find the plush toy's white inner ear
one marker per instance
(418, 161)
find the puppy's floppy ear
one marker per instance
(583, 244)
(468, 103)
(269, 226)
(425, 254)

------------------------------------------------

• PROBLEM TO WORK ON:
Please set down exactly the lines running from the one with "find the puppy's floppy ear" to the last line of the entries above, both of them included, and no others.

• EXERCISE RESPONSE:
find the puppy's floppy ear
one marker per instance
(583, 244)
(468, 103)
(269, 226)
(425, 254)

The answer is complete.